**Aim of the task**
Rewrite the lines below with "receives a separate outline" swapped for "gets its own outline" wherever it occurs, and leave everything else unchanged.

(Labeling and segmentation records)
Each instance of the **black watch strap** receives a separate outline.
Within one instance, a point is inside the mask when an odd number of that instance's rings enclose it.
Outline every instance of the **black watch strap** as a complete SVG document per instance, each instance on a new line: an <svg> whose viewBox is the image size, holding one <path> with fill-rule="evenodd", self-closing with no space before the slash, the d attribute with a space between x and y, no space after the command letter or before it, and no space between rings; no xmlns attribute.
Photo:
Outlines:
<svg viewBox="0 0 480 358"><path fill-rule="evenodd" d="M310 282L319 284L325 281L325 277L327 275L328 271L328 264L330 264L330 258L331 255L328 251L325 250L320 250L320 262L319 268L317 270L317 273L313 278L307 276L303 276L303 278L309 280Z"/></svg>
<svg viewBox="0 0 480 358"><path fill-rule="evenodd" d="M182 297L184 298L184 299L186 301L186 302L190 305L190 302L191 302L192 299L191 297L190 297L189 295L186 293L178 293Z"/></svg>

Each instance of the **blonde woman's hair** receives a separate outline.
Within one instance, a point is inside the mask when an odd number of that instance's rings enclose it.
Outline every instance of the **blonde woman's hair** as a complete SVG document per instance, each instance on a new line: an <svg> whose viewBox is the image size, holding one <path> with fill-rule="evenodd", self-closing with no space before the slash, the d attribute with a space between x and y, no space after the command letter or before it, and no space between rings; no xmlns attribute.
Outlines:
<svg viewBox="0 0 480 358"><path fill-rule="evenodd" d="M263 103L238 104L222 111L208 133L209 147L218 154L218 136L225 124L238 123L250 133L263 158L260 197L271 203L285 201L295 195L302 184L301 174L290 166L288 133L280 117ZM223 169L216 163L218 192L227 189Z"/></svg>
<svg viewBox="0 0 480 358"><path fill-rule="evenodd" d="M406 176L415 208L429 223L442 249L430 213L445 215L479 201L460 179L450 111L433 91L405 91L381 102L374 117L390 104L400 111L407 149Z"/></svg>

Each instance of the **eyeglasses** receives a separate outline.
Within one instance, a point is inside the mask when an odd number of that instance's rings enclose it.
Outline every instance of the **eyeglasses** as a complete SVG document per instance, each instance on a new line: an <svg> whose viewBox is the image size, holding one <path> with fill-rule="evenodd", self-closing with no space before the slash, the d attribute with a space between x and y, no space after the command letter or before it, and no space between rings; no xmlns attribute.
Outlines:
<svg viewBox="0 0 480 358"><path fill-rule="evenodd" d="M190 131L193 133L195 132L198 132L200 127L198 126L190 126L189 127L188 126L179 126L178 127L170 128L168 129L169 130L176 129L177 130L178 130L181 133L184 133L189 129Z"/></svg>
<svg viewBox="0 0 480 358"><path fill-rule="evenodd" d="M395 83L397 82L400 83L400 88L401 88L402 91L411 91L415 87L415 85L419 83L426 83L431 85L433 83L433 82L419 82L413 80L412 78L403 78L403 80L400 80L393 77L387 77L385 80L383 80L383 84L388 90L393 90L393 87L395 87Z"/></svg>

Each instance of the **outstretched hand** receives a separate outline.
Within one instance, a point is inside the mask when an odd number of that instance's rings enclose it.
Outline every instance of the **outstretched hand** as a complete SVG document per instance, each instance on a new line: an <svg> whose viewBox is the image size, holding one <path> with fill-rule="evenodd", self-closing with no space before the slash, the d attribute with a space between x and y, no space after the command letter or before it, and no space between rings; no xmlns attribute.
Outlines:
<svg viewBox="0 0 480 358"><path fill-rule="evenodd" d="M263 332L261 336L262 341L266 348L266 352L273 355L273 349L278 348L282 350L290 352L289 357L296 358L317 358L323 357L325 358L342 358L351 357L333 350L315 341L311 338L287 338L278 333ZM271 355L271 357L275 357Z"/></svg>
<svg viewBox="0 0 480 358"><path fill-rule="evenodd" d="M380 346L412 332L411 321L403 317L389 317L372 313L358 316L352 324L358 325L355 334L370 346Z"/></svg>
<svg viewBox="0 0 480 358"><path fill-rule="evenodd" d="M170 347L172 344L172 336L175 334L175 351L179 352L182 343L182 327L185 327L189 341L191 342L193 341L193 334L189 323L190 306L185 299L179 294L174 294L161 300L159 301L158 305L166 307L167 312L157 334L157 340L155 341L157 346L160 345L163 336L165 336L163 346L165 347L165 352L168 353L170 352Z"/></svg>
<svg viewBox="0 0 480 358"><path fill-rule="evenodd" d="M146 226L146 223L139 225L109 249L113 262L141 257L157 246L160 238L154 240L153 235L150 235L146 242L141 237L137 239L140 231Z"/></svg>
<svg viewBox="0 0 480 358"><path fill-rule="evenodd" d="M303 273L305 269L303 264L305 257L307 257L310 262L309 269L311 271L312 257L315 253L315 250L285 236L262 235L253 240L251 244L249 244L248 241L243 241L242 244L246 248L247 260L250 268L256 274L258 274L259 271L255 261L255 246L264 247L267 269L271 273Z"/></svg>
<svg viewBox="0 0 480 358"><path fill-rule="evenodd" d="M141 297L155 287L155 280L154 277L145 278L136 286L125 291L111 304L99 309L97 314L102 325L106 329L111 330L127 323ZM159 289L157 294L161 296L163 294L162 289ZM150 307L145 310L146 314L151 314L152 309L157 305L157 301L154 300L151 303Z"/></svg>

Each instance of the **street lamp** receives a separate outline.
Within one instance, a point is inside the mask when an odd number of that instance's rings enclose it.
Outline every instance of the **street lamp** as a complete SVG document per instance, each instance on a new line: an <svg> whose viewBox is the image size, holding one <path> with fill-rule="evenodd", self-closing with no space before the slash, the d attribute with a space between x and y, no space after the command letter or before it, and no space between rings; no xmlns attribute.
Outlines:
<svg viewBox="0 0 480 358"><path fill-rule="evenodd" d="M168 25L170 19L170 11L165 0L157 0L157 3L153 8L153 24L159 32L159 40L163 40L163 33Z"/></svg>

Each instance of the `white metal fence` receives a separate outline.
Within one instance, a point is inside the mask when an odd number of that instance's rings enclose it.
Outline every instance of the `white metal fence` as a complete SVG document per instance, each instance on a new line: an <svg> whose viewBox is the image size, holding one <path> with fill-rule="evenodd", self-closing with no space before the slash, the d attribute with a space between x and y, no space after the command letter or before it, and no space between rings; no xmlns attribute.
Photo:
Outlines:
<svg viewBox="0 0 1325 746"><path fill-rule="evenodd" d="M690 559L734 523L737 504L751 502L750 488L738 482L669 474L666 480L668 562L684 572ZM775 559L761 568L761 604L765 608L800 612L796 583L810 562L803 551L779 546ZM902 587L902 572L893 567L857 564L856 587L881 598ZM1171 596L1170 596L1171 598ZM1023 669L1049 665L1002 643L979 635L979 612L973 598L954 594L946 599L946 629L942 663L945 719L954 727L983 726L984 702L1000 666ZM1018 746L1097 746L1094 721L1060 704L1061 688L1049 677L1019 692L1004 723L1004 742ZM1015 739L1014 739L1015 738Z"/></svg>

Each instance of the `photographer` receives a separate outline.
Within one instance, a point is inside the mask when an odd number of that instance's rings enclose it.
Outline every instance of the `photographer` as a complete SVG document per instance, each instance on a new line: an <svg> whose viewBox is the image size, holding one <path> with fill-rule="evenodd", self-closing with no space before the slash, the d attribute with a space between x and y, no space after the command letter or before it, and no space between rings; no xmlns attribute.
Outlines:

**Correct answer**
Each instance of the **black watch strap** gets its own outline.
Within one instance, a point is inside the mask when an odd number of that instance's rings enclose it.
Outline every instance of the **black watch strap** as a complete SVG document per instance, each instance on a new line: an <svg> whose viewBox is the image size, holding one <path> with fill-rule="evenodd", self-closing with no space before the slash, the d attribute with a space between x and y, no space after the command letter or before it, and no space between rings; no xmlns attribute.
Photo:
Outlines:
<svg viewBox="0 0 480 358"><path fill-rule="evenodd" d="M310 282L319 284L325 281L325 277L327 275L328 271L328 264L330 264L330 258L331 255L328 251L325 250L320 250L320 262L319 268L317 270L317 273L313 278L307 276L303 276L303 278L309 280Z"/></svg>
<svg viewBox="0 0 480 358"><path fill-rule="evenodd" d="M182 297L184 298L184 299L186 301L186 302L190 305L190 302L191 302L192 299L191 297L190 297L189 295L186 293L178 293Z"/></svg>

Each instance of the **blonde woman's hair** gets its own outline.
Within one instance, a point is inside the mask when an odd number of that instance's rings enclose it.
Outline every instance of the **blonde woman's hair** as a complete SVG document per instance, each instance on a new line: an <svg> whose viewBox is the image size, holding one <path> with fill-rule="evenodd", self-closing with no space before the slash, the d attribute with a space between x and y, no space after the command letter or before it, and no space between rings; no xmlns attribute.
Outlines:
<svg viewBox="0 0 480 358"><path fill-rule="evenodd" d="M263 103L238 104L222 111L208 133L209 147L218 154L218 136L225 124L238 123L250 133L263 158L260 197L271 203L285 201L295 195L302 184L301 174L290 166L288 133L280 117ZM223 169L216 163L218 192L227 189Z"/></svg>
<svg viewBox="0 0 480 358"><path fill-rule="evenodd" d="M406 176L415 208L429 223L442 249L430 213L445 215L479 201L460 179L450 111L433 91L405 91L381 102L374 117L390 104L400 111L407 149Z"/></svg>

Each instance of the **eyeglasses** gets its own outline.
Within one instance, a point is inside the mask when an odd number of that instance's rings enclose it.
Outline every instance of the **eyeglasses** as a complete SVG document per instance, each instance on a new line: an <svg> whose viewBox is the image size, holding one <path> with fill-rule="evenodd", self-closing with no space before the slash, the d attribute with a space between x and y, no space after the command letter or before it, and no space between rings; no xmlns attribute.
Outlines:
<svg viewBox="0 0 480 358"><path fill-rule="evenodd" d="M190 131L193 133L195 132L198 132L200 127L198 126L190 126L189 127L188 126L179 126L178 127L170 128L168 129L169 130L176 129L177 130L178 130L181 133L184 133L189 129Z"/></svg>
<svg viewBox="0 0 480 358"><path fill-rule="evenodd" d="M395 83L397 82L400 83L400 88L401 88L402 91L411 91L415 87L415 85L419 83L426 83L431 85L433 83L433 82L419 82L413 80L412 78L403 78L403 80L400 80L393 77L387 77L385 80L383 80L383 84L388 90L393 90L393 87L395 87Z"/></svg>

Each instance of the **outstretched hand** gets its own outline.
Within one instance, a point is inside the mask when an odd number of that instance's rings enclose it.
Outline every instance of the **outstretched hand** as a complete SVG document per instance, each instance on a new line: an <svg> whose viewBox is the image size, holding one <path> with fill-rule="evenodd", self-closing with no space before the slash, the d attribute with a space between x and y, no space after the command letter or before it, and no space between rings; no xmlns attribute.
Outlines:
<svg viewBox="0 0 480 358"><path fill-rule="evenodd" d="M263 332L261 336L262 341L266 348L266 352L273 355L273 349L278 348L282 350L290 352L289 357L296 358L317 358L323 357L325 358L342 358L351 357L333 350L315 341L311 338L287 338L278 333ZM271 355L271 357L275 357Z"/></svg>
<svg viewBox="0 0 480 358"><path fill-rule="evenodd" d="M380 346L412 332L411 321L403 317L389 317L372 313L358 316L352 324L358 325L355 334L370 346Z"/></svg>
<svg viewBox="0 0 480 358"><path fill-rule="evenodd" d="M170 347L172 344L172 336L175 334L175 351L179 352L182 343L182 327L185 327L189 341L191 342L193 341L193 334L189 323L190 306L185 299L179 294L174 294L161 300L159 301L158 305L166 307L167 312L157 334L157 340L155 341L157 346L160 345L163 336L165 336L163 346L165 347L165 352L168 353L170 352Z"/></svg>
<svg viewBox="0 0 480 358"><path fill-rule="evenodd" d="M146 226L146 223L139 225L109 249L113 262L141 257L157 246L160 238L154 240L153 235L150 235L146 242L141 237L137 239L140 231Z"/></svg>
<svg viewBox="0 0 480 358"><path fill-rule="evenodd" d="M303 273L305 269L303 264L305 257L307 257L310 262L309 269L311 271L312 257L315 253L315 250L285 236L262 235L253 240L251 244L249 244L248 241L243 241L242 244L246 248L247 260L250 268L256 274L258 274L259 271L255 261L255 246L264 247L267 269L271 273Z"/></svg>
<svg viewBox="0 0 480 358"><path fill-rule="evenodd" d="M141 297L155 287L155 280L154 277L145 278L136 286L125 291L111 304L99 309L97 314L102 325L106 329L111 330L127 323ZM159 289L157 294L161 296L163 294L162 289ZM150 307L145 310L146 314L151 314L152 309L157 305L157 301L154 300L151 303Z"/></svg>

Each instance of the **street lamp** gets its own outline.
Within one instance, a point is inside the mask when an odd number of that instance's rings enclose it.
Outline every instance of the **street lamp** as a complete SVG document per instance, each instance on a new line: an <svg> whose viewBox is the image size, holding one <path> with fill-rule="evenodd", self-closing with no space before the slash, the d attribute with a space between x and y, no space after the command letter or before it, and no space between rings; no xmlns attribute.
Outlines:
<svg viewBox="0 0 480 358"><path fill-rule="evenodd" d="M168 25L170 19L170 11L165 0L157 0L157 3L153 8L153 24L159 32L159 40L163 40L163 33Z"/></svg>

Each instance of the `white metal fence` gets its own outline.
Within one instance, a point is inside the mask when an odd number of that instance's rings enclose it.
Outline every instance of the `white metal fence` as a complete SVG document per instance, each instance on a new line: an <svg> whose viewBox is the image size, holding one <path> with fill-rule="evenodd", self-closing with no space before the slash, the d attribute with a space between x and y, no space after the command letter or before it, and no space between rings; no xmlns attribute.
Photo:
Outlines:
<svg viewBox="0 0 1325 746"><path fill-rule="evenodd" d="M690 559L734 523L737 504L751 502L750 488L738 482L669 474L666 480L668 562L684 572ZM775 559L761 568L761 604L765 608L800 612L796 583L810 562L803 551L779 546ZM902 587L902 572L893 567L857 564L856 587L881 598ZM1171 596L1170 596L1171 598ZM1023 669L1049 665L1002 643L979 635L979 612L973 598L954 594L946 599L946 629L942 663L945 719L954 727L983 726L984 702L1000 666ZM1018 746L1097 746L1094 721L1060 704L1061 688L1049 677L1019 692L1004 723L1004 742ZM1015 739L1014 739L1015 738Z"/></svg>

Each instance of the `photographer` gets its own outline.
Within one instance, a point is inside the mask when an odd number of that instance's rings enclose it.
Outline every instance of the `photographer` as a complete SVG document per instance, each instance on a new line: an <svg> whose viewBox is the image size, holding one <path> with fill-rule="evenodd", self-closing with no space before the slash, the d attribute with a space between x and y, no space after the command letter or before it, and no space between rings; no xmlns attribute.
Outlines:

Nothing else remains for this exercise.